■ **DATA IN THIS EXERCISE**
=-=-=-=-=

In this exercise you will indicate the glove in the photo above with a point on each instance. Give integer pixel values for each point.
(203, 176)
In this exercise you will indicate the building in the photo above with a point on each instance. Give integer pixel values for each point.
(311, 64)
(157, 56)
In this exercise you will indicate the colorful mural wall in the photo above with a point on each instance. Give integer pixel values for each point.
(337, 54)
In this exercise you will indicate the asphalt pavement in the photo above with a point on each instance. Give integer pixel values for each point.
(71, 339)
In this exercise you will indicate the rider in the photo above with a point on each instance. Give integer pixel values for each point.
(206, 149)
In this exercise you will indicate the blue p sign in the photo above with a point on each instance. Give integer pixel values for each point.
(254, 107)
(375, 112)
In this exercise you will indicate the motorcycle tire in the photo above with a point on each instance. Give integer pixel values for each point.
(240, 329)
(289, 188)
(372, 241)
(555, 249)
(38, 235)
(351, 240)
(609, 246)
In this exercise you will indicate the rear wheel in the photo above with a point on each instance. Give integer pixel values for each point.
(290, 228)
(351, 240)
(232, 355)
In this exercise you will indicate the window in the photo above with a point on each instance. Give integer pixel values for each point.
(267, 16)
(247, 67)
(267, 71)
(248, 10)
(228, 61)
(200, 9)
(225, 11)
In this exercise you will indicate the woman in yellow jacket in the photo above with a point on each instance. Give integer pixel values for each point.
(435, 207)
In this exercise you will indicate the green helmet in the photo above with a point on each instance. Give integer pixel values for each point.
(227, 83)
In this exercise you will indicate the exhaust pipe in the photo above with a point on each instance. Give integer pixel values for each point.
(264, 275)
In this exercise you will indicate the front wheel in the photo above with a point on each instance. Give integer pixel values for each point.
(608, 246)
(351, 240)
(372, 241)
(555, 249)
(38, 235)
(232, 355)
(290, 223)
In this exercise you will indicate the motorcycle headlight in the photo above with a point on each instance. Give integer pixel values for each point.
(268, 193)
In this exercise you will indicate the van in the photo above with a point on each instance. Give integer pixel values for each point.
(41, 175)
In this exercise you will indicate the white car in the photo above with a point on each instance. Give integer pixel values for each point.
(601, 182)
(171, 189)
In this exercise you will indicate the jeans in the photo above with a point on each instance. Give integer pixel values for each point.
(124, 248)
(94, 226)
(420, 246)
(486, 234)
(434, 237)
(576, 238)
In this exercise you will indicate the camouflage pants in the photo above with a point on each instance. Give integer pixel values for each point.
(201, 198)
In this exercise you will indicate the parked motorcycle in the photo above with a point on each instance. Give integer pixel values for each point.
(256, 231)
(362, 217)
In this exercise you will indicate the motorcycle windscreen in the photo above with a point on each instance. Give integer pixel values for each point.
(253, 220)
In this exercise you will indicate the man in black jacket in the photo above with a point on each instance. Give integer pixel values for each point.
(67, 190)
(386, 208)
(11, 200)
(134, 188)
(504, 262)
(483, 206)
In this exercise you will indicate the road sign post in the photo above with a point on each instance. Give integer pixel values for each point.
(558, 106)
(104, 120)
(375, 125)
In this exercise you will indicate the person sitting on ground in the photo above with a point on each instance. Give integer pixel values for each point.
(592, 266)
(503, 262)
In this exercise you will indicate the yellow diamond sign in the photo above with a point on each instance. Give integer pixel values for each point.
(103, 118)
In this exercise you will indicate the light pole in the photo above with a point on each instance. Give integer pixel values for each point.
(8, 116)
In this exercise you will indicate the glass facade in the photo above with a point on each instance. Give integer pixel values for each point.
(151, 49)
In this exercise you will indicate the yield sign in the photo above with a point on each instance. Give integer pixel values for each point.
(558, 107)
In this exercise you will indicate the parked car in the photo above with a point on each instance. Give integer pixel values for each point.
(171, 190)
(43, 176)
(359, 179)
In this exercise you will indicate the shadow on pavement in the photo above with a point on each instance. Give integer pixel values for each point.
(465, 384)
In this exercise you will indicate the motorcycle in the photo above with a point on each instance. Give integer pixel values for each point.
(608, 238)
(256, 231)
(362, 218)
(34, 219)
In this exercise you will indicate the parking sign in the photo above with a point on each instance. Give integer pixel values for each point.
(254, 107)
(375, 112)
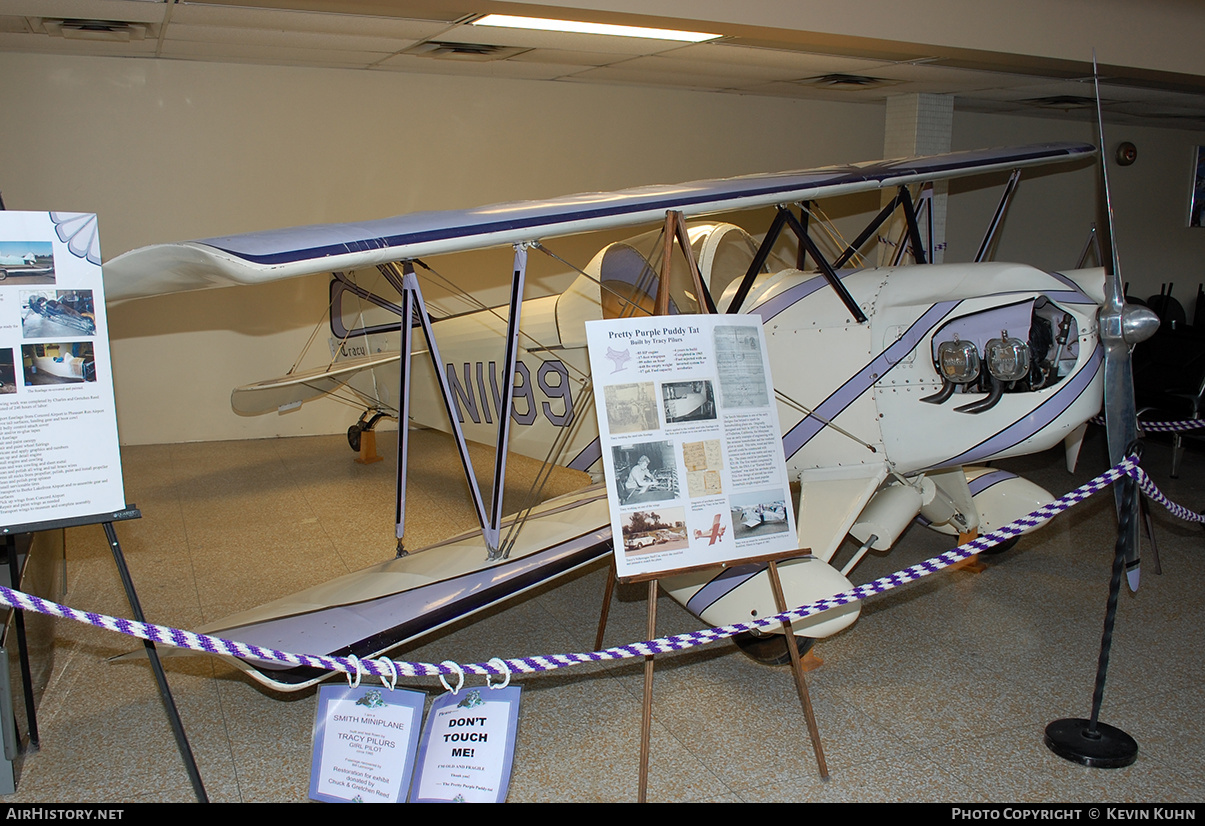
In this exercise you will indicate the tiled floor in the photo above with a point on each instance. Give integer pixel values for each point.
(939, 692)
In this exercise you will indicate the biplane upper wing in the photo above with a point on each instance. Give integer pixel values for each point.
(293, 388)
(268, 256)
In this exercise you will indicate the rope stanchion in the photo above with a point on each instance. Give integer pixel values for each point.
(505, 668)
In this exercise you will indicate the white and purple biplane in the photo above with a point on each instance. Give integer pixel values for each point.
(894, 384)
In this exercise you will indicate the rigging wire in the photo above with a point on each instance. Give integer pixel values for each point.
(792, 403)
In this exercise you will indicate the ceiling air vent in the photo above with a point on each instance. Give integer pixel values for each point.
(471, 52)
(1062, 101)
(109, 30)
(846, 82)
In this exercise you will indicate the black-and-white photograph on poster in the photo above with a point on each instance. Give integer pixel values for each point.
(632, 408)
(645, 472)
(59, 455)
(759, 513)
(739, 364)
(25, 261)
(688, 400)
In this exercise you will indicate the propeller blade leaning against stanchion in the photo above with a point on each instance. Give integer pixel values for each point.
(1091, 742)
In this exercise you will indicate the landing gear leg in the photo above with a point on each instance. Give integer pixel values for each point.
(362, 437)
(771, 649)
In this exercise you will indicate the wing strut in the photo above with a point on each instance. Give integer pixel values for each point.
(675, 230)
(412, 297)
(998, 218)
(785, 217)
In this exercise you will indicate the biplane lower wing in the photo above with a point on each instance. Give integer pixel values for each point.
(293, 388)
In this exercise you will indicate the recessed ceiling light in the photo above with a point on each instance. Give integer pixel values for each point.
(510, 22)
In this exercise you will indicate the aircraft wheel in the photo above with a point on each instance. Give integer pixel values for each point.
(1006, 545)
(770, 649)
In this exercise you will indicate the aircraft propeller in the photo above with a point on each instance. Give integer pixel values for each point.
(1121, 326)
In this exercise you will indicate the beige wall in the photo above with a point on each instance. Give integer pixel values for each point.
(168, 151)
(1053, 210)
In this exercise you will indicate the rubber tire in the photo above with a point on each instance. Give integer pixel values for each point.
(770, 649)
(1003, 548)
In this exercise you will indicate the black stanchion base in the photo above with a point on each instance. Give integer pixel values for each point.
(1110, 748)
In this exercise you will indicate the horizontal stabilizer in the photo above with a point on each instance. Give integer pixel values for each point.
(288, 391)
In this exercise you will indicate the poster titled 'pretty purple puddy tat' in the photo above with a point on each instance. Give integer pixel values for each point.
(691, 443)
(59, 455)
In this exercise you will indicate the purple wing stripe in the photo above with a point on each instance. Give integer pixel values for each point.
(726, 583)
(283, 246)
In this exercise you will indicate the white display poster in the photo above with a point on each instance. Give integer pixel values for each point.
(59, 456)
(468, 747)
(364, 744)
(691, 441)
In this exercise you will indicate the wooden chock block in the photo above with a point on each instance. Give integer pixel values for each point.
(368, 449)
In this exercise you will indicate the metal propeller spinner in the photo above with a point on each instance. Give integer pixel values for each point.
(1122, 326)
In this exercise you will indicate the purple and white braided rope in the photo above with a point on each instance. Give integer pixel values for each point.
(497, 667)
(1152, 492)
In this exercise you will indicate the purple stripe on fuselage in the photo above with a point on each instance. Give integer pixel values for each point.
(830, 408)
(987, 480)
(1035, 420)
(773, 306)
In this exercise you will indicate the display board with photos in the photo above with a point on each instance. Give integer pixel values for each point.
(59, 453)
(691, 441)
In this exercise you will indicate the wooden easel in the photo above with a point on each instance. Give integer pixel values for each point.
(797, 667)
(106, 522)
(675, 232)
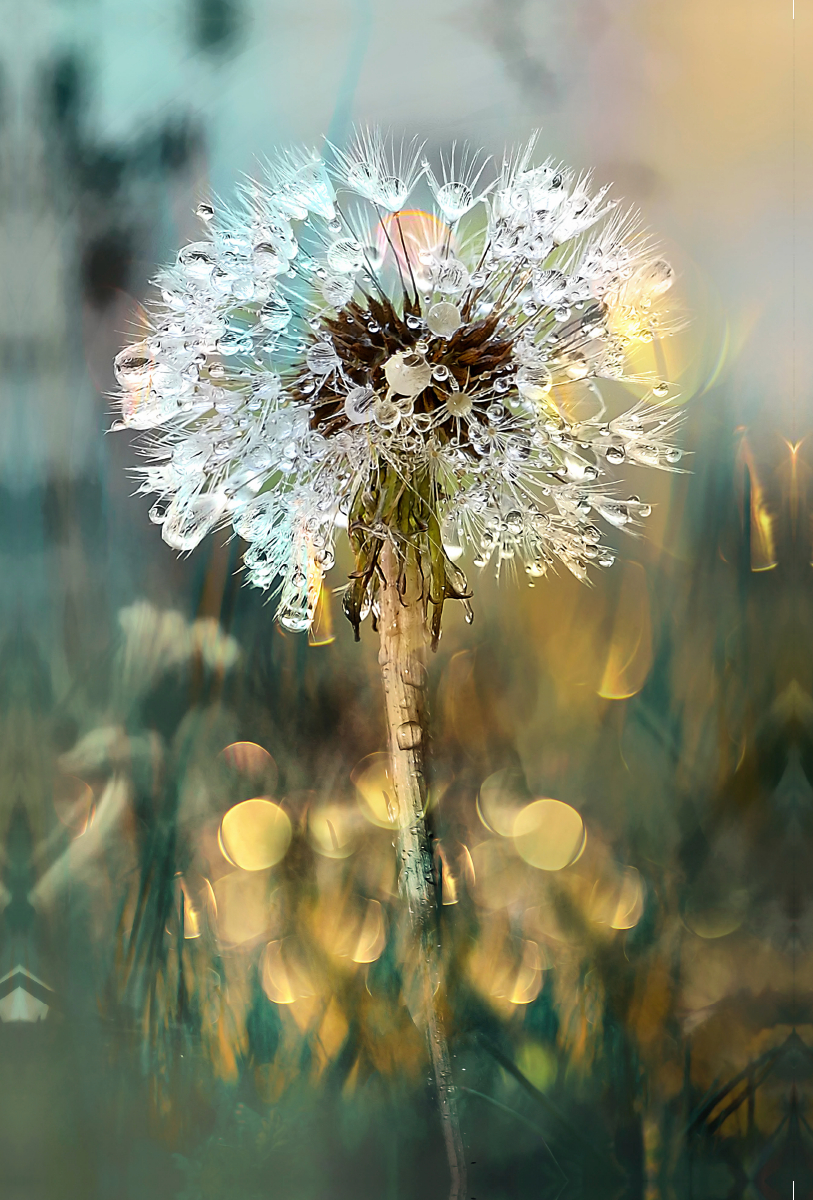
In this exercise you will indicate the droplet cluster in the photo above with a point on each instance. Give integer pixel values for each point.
(324, 354)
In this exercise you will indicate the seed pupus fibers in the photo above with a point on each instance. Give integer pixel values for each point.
(426, 379)
(326, 357)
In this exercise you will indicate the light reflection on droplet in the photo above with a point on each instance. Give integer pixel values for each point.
(549, 834)
(254, 834)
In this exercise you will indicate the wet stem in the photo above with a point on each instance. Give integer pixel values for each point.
(403, 639)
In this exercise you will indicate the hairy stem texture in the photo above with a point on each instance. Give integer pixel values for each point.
(403, 639)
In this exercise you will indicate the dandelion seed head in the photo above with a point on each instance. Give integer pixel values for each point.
(326, 358)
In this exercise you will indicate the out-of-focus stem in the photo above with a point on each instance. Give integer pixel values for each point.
(403, 639)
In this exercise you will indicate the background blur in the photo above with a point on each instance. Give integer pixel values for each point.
(639, 1023)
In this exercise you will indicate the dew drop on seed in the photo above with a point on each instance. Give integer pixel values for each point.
(444, 318)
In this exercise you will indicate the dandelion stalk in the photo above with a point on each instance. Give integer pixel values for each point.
(403, 639)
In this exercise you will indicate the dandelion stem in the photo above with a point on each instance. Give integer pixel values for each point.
(403, 639)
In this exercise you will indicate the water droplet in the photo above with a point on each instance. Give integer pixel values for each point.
(386, 414)
(409, 736)
(459, 403)
(345, 256)
(534, 382)
(408, 373)
(455, 199)
(321, 358)
(359, 406)
(133, 365)
(276, 313)
(444, 318)
(452, 277)
(294, 619)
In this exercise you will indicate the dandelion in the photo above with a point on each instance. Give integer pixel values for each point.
(324, 359)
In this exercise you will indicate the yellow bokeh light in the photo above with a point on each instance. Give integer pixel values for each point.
(501, 797)
(549, 834)
(283, 973)
(619, 903)
(372, 935)
(245, 907)
(254, 834)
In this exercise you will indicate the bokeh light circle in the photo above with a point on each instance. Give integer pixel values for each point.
(548, 834)
(254, 834)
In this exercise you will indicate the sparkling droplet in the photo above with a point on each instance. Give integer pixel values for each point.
(359, 406)
(294, 619)
(321, 358)
(133, 366)
(408, 373)
(276, 315)
(386, 414)
(534, 383)
(444, 318)
(459, 403)
(409, 736)
(345, 256)
(452, 277)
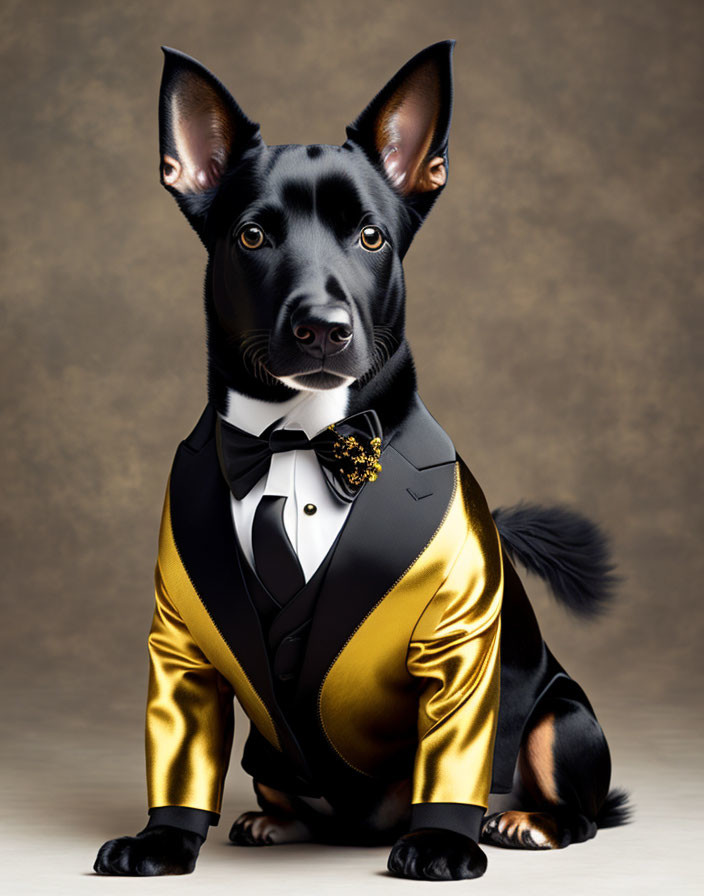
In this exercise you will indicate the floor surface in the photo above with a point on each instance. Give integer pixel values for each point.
(68, 787)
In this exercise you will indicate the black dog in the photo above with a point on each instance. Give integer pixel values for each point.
(343, 577)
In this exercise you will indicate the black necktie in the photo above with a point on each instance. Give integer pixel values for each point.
(348, 451)
(274, 557)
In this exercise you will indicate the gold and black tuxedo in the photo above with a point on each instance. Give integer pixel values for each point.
(411, 653)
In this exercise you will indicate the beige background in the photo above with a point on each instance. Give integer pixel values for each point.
(555, 312)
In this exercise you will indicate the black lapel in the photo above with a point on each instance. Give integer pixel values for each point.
(391, 522)
(204, 535)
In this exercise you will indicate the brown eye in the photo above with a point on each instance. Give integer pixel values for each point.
(251, 236)
(372, 238)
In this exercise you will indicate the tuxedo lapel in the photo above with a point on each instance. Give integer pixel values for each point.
(390, 523)
(205, 539)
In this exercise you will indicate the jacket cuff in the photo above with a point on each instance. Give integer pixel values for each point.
(195, 820)
(460, 817)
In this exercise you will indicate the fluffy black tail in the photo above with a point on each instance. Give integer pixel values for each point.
(616, 810)
(566, 549)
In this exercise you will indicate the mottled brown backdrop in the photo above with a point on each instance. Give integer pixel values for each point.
(554, 308)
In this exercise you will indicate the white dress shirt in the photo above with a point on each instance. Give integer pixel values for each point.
(296, 475)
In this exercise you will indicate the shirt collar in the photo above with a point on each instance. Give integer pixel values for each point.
(309, 411)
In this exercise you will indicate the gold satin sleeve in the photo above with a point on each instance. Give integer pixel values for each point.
(454, 651)
(189, 725)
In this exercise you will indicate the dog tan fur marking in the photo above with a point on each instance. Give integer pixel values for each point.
(536, 761)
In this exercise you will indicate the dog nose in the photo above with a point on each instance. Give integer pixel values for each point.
(322, 330)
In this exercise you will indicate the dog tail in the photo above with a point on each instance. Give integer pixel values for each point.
(616, 809)
(563, 547)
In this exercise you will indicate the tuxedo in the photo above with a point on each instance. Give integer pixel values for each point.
(410, 652)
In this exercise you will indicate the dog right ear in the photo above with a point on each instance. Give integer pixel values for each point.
(202, 133)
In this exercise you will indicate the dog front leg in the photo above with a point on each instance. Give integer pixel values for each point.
(189, 736)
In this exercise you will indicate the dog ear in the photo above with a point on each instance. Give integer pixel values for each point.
(202, 132)
(405, 128)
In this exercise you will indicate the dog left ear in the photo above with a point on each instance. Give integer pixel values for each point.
(202, 132)
(405, 128)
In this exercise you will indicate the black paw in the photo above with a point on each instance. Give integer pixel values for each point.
(161, 849)
(436, 854)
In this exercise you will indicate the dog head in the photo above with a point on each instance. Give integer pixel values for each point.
(304, 283)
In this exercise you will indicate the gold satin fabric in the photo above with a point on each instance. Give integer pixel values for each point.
(193, 677)
(424, 664)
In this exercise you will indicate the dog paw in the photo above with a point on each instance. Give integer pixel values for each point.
(436, 854)
(520, 830)
(260, 829)
(161, 849)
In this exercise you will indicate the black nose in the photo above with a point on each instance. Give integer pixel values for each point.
(322, 330)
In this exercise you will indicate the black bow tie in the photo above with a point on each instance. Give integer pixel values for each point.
(348, 451)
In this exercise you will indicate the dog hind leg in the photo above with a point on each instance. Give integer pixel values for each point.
(564, 767)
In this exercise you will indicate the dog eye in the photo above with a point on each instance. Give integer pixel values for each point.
(371, 238)
(251, 236)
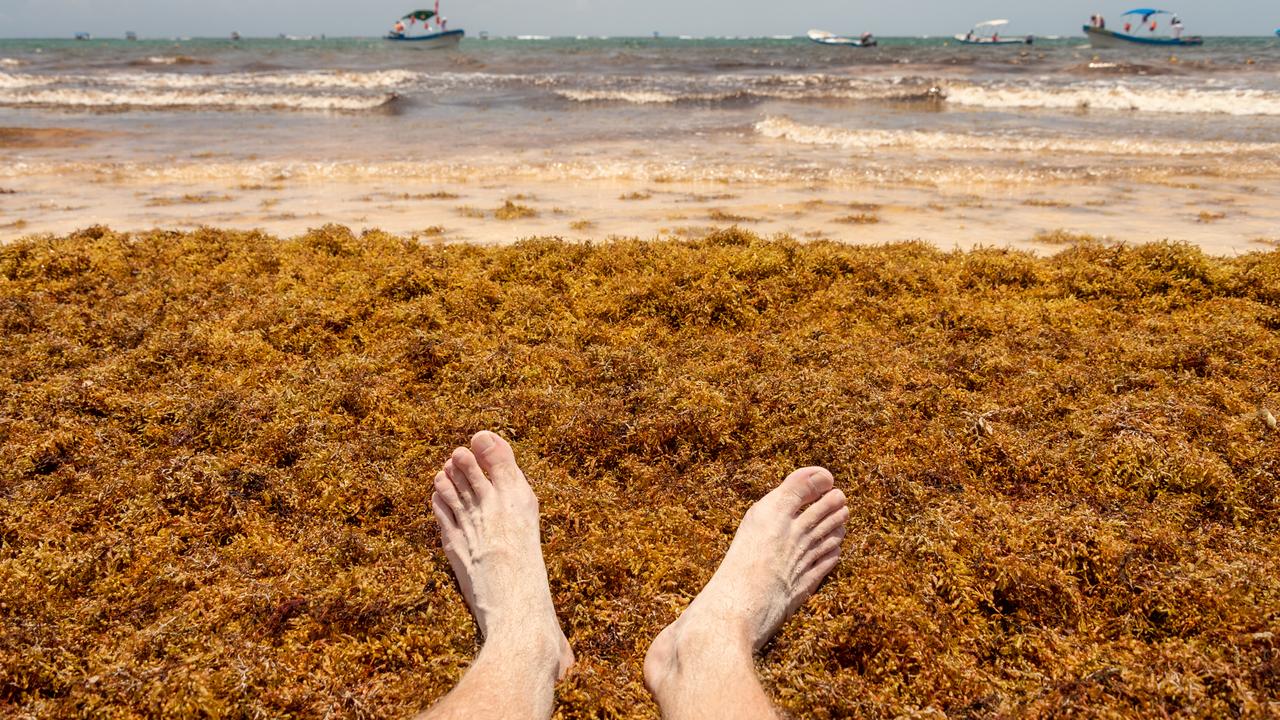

=-=-=-=-=

■ **REQUEST**
Reproduce the stretch of the records from the line containing "In this exercise you will indicate the display" through the line containing "(639, 1023)", both ends included, without the pictures.

■ **TASK OUTPUT**
In this exercise you will indicate the display board with photos in the photo above with a point on each instance. Give integer pixel values for each point.
(59, 453)
(691, 441)
In this exercise you will indicate the wooden easel in the photo above with a point on each instance. Give integer pixel values for each point.
(797, 667)
(106, 522)
(675, 232)
In this exercise you will indicate the droplet cluster in the photo above with a point on each instance. Give integer pixel values for each point.
(324, 354)
In this exercise you will indicate the seed pupus fibers in the photo above with a point on each instance. Give integer pixel values for each point.
(426, 379)
(326, 357)
In this exercise you will indicate the light reflection on droplet in the photo above with a point on each instance. Give integer pixel values for each point.
(549, 834)
(254, 834)
In this exercise you will indicate the wet stem in the photo above with a point on each instance. Give integer pixel values for each point.
(403, 639)
In this exercise you will indicate the hairy stem texture in the photo above with a point on each instance. Give integer pixel values for each point.
(403, 639)
In this exercise you will indicate the dandelion seed head in the photo above with a point on each instance. Give integer pixel values for each point.
(326, 358)
In this exercise you will indicate the out-of-focus stem in the photo above with a point on each instance. Give integer pixel values for each point.
(403, 639)
In this exercise you will indicate the background blur in the photo above with a point on each instance. Give integer pixel values for each point.
(639, 1023)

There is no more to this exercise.